All of the records below should be output exactly.

______

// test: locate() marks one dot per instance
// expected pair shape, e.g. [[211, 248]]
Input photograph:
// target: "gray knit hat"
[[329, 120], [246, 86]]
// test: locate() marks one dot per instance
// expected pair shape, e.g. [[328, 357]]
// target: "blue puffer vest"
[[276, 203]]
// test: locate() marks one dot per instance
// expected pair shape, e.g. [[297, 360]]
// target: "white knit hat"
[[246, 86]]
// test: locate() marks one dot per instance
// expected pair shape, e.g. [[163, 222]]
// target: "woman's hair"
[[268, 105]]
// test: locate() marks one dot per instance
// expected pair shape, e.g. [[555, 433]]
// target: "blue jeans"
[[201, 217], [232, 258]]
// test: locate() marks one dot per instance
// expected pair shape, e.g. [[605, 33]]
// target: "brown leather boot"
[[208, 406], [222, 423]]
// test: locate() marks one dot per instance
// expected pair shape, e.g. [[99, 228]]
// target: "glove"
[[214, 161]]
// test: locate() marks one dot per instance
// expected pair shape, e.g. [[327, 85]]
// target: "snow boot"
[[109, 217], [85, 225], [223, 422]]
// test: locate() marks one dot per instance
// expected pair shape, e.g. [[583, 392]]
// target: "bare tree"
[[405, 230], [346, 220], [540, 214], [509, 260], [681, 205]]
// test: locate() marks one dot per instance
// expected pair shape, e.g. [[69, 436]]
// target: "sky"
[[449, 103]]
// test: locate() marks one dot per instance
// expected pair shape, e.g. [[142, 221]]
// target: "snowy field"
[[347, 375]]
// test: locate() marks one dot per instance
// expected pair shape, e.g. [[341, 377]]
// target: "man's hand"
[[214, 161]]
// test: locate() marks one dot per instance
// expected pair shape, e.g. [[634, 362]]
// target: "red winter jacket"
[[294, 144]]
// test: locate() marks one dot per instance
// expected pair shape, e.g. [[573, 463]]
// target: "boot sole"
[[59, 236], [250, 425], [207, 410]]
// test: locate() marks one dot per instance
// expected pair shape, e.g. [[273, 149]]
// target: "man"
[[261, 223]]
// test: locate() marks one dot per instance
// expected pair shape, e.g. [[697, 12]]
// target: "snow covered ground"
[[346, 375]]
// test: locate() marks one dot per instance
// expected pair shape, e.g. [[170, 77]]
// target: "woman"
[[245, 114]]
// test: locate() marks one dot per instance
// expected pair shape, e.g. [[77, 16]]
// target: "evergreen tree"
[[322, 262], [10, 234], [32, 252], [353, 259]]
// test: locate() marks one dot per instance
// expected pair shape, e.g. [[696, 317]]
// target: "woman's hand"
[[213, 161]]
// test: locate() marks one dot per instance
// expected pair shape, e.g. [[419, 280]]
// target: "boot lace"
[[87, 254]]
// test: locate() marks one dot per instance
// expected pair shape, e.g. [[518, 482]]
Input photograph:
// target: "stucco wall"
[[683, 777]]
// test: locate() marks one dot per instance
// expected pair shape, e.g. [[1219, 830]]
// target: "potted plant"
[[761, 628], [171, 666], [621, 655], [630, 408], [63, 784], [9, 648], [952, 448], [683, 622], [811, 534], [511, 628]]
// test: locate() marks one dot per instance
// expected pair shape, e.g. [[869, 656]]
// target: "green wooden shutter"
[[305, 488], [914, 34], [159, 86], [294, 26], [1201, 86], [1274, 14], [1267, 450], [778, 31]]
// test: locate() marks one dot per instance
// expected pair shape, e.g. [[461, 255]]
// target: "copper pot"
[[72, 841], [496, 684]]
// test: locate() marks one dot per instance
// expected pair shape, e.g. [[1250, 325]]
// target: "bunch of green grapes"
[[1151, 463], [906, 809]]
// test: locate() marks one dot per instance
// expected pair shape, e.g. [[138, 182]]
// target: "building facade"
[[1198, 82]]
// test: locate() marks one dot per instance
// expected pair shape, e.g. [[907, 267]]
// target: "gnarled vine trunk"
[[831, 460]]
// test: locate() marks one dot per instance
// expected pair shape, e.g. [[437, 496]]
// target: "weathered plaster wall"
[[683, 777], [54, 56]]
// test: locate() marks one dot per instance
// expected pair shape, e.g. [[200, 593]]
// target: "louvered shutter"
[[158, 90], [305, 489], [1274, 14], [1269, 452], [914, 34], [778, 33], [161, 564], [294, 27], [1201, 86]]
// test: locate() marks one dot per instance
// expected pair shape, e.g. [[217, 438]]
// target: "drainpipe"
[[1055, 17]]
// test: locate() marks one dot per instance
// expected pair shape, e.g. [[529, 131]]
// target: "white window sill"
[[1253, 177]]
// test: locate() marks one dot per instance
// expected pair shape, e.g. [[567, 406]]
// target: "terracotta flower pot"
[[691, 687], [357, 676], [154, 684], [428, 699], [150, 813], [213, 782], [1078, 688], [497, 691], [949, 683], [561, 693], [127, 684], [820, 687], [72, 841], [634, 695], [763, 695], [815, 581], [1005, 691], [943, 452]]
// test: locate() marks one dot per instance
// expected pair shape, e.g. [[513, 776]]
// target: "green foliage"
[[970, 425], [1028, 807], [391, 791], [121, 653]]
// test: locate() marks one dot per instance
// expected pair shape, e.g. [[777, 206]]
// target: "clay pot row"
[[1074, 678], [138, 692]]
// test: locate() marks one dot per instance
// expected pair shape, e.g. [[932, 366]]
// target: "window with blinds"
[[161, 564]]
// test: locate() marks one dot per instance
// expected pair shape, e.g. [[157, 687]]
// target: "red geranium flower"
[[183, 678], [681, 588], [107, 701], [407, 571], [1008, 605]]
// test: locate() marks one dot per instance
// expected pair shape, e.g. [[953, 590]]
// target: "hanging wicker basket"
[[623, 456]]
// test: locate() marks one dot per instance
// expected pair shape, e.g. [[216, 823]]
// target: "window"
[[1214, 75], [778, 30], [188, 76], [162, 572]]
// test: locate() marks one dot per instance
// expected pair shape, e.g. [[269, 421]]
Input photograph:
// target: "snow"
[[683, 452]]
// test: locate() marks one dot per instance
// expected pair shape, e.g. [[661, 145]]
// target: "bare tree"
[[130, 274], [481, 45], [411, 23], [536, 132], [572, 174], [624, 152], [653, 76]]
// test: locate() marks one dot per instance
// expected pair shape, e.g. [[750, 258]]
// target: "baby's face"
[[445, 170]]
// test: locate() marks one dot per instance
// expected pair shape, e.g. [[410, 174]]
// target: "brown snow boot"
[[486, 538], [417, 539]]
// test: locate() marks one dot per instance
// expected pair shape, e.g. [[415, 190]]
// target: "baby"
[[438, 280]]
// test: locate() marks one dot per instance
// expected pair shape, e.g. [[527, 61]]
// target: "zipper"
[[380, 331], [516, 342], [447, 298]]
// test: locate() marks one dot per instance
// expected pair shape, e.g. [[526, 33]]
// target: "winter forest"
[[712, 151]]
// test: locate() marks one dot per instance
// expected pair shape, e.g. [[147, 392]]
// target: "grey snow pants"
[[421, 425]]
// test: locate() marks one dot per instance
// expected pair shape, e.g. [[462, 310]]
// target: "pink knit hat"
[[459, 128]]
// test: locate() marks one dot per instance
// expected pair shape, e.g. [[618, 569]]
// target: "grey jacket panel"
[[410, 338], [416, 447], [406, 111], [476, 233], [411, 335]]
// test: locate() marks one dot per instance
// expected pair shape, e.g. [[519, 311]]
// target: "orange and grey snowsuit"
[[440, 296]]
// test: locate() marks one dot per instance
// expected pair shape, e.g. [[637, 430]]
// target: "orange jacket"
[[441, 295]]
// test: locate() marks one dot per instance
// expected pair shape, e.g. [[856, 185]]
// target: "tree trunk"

______

(Answer area):
// test: locate() marks one dot per instance
// expected pair shape, e.g. [[211, 248]]
Input photograph:
// target: "gray knit hat"
[[329, 120], [246, 86]]
// test: locate() marks one dot per instance
// expected pair shape, e.g. [[328, 357]]
// target: "blue puffer vest"
[[276, 203]]
// test: locate() marks one dot per instance
// expected pair shape, e.g. [[297, 360]]
// target: "white knit hat"
[[246, 86]]
// test: locate() marks one dot per instance
// expected pair shape, e.g. [[163, 222]]
// target: "woman's hair"
[[268, 105]]
// test: locate() marks one dot per instance
// expected pair shape, e.g. [[555, 433]]
// target: "blue jeans"
[[201, 217], [232, 258]]
// test: locate() marks one dot per instance
// expected pair shape, e.g. [[605, 33]]
// target: "brown leather boot"
[[208, 406], [222, 423]]
// test: locate() marks one dot per instance
// expected pair shape, e.g. [[99, 228]]
// target: "glove"
[[214, 161]]
// test: locate() marks one dot per instance
// expected pair shape, e.g. [[327, 85]]
// target: "snow boot"
[[109, 217], [85, 225], [223, 422]]
// test: locate() marks one dot per instance
// expected pair shape, e.g. [[583, 392]]
// target: "bare tree"
[[405, 230], [346, 220], [540, 214], [509, 260], [681, 205]]
// test: locate() marks one dot per instance
// expected pair shape, e.g. [[69, 436]]
// target: "sky"
[[449, 103]]
// test: locate() marks one dot per instance
// expected pair shape, e.g. [[142, 221]]
// target: "snowy field"
[[347, 375]]
// test: locate() marks one dot per instance
// expected pair shape, e.g. [[341, 377]]
// target: "man's hand"
[[214, 161]]
// test: locate() marks one dot per instance
// expected pair shape, e.g. [[634, 362]]
// target: "red winter jacket"
[[294, 144]]
// test: locate() marks one dot per instance
// expected pair shape, e.g. [[573, 463]]
// target: "boot sole"
[[59, 236], [250, 425], [207, 410]]
// test: locate() marks one dot per instance
// expected pair shape, e.g. [[273, 149]]
// target: "man"
[[261, 223]]
// test: locate() marks one dot per instance
// expected pair shape, e.g. [[697, 12]]
// target: "snow covered ground"
[[346, 375]]
// test: locate() marks one dot per instance
// expected pair shape, e.g. [[170, 77]]
// target: "woman"
[[245, 114]]
// test: locate() marks one dot per instance
// expected pair shape, e.g. [[77, 16]]
// target: "evergreen tree"
[[322, 262], [10, 234], [32, 252], [353, 259]]
// test: locate() marks one dot per instance
// expected pair shape, e.g. [[696, 317]]
// target: "woman's hand"
[[213, 161]]
// test: locate() marks one dot per instance
// expected pair shape, e.g. [[419, 280]]
// target: "boot lace"
[[87, 254]]
// test: locate() marks one dot per instance
// expected pair shape, e.g. [[518, 482]]
Input photograph:
// target: "stucco wall"
[[683, 777]]
// test: locate() marks one dot per instance
// expected pair shape, e.g. [[1219, 830]]
// target: "potted plant"
[[761, 628], [171, 666], [621, 655], [630, 408], [63, 784], [9, 648], [952, 448], [683, 622], [811, 534], [511, 628]]
// test: locate() marks one dot per instance
// expected pair shape, e.g. [[869, 656]]
// target: "green wooden shutter"
[[305, 488], [914, 34], [159, 86], [294, 26], [1201, 86], [1274, 14], [1267, 450], [778, 31]]
// test: locate() marks one dot per instance
// expected pair shape, e.g. [[461, 255]]
// target: "copper pot"
[[72, 841], [496, 684]]
// test: locate() marks one dot per instance
// expected pair shape, e.g. [[1250, 325]]
// target: "bunch of green grapes"
[[1151, 463], [906, 809]]
// test: locate() marks one dot per instance
// expected pair shape, e.g. [[138, 182]]
// target: "building facade"
[[1198, 82]]
// test: locate() marks one dot per instance
// expected pair shape, e.g. [[907, 267]]
// target: "gnarled vine trunk"
[[831, 460]]
// test: locate() marks one dot per instance
// expected pair shape, e.g. [[437, 496]]
// target: "weathered plaster wall"
[[683, 777], [54, 56]]
// test: locate() marks one dot per instance
// expected pair shape, e.g. [[200, 593]]
// target: "louvered shutter"
[[158, 90], [305, 489], [1274, 14], [1269, 452], [914, 34], [778, 33], [161, 564], [294, 27], [1201, 86]]
// test: locate() marks one dot per instance
// expected pair shape, e.g. [[217, 438]]
// target: "drainpipe"
[[1055, 17]]
// test: locate() marks one dot per instance
// expected pair shape, e.g. [[529, 131]]
// target: "white window sill"
[[1253, 177]]
// test: locate() marks one dot per instance
// expected pair shape, e.g. [[567, 406]]
// target: "terracotta flower pot"
[[691, 687], [357, 676], [154, 684], [428, 699], [150, 813], [213, 782], [1078, 688], [497, 691], [949, 683], [561, 693], [127, 684], [820, 687], [72, 841], [634, 695], [763, 695], [815, 581], [1005, 691], [943, 452]]
// test: locate() marks one dot per instance
// expected pair shape, e.g. [[513, 776]]
// target: "green foliage"
[[970, 425], [1028, 807], [391, 791], [121, 653]]
// test: locate() marks one dot per instance
// expected pair shape, e.g. [[777, 206]]
// target: "clay pot row"
[[1074, 678], [138, 692]]
// test: locate() marks one dot per instance
// expected pair shape, e.g. [[932, 366]]
// target: "window with blinds"
[[161, 564]]
// test: locate() marks one dot per instance
// expected pair shape, e.g. [[157, 687]]
// target: "red geranium flower"
[[183, 678], [681, 588], [107, 701], [407, 571], [1008, 605]]
// test: locate() marks one dot per instance
// expected pair shape, e.g. [[953, 590]]
// target: "hanging wicker basket"
[[623, 456]]
// test: locate() marks one dot per instance
// expected pair shape, e.g. [[216, 823]]
// target: "window"
[[1214, 75], [778, 30], [188, 76], [162, 572]]
// test: locate() marks one dot per instance
// expected pair shape, e.g. [[269, 421]]
Input photograph:
// target: "snow"
[[683, 452]]
// test: locate() marks one dot per instance
// expected pair shape, e.g. [[661, 145]]
// target: "bare tree"
[[130, 274], [481, 45], [411, 23], [536, 132], [572, 174], [624, 152], [653, 76]]
// test: locate() marks one dot per instance
// expected pair shape, e.g. [[750, 258]]
// target: "baby's face"
[[445, 170]]
// test: locate() marks one dot per instance
// expected pair shape, e.g. [[410, 174]]
// target: "brown snow boot"
[[486, 538], [417, 539]]
// test: locate() marks one dot per instance
// expected pair shape, e.g. [[415, 190]]
// target: "baby"
[[438, 280]]
// test: locate() marks one dot per instance
// expected pair shape, e.g. [[527, 61]]
// target: "zipper"
[[380, 331], [516, 342], [447, 298]]
// test: locate() marks one dot per instance
// expected pair shape, e.g. [[526, 33]]
// target: "winter forest"
[[712, 151]]
// test: locate() marks one dot per instance
// expected pair shape, e.g. [[147, 392]]
// target: "grey snow pants"
[[421, 425]]
// test: locate() marks one dot per instance
// expected pair shape, e.g. [[462, 310]]
// target: "pink knit hat"
[[459, 128]]
// test: locate() marks one dot per instance
// expected pair shape, e.g. [[618, 569]]
// target: "grey jacket panel"
[[410, 338], [416, 447], [406, 111], [476, 233], [411, 335]]
// test: locate() marks one dot per instance
// expected pair shape, e.g. [[519, 311]]
// target: "orange and grey snowsuit"
[[440, 296]]
// test: locate() marks one dot per instance
// expected pair shape, e.g. [[637, 430]]
// target: "orange jacket"
[[441, 295]]
// test: locate() marks one dot per instance
// expected pair shape, e.g. [[856, 185]]
// target: "tree trunk"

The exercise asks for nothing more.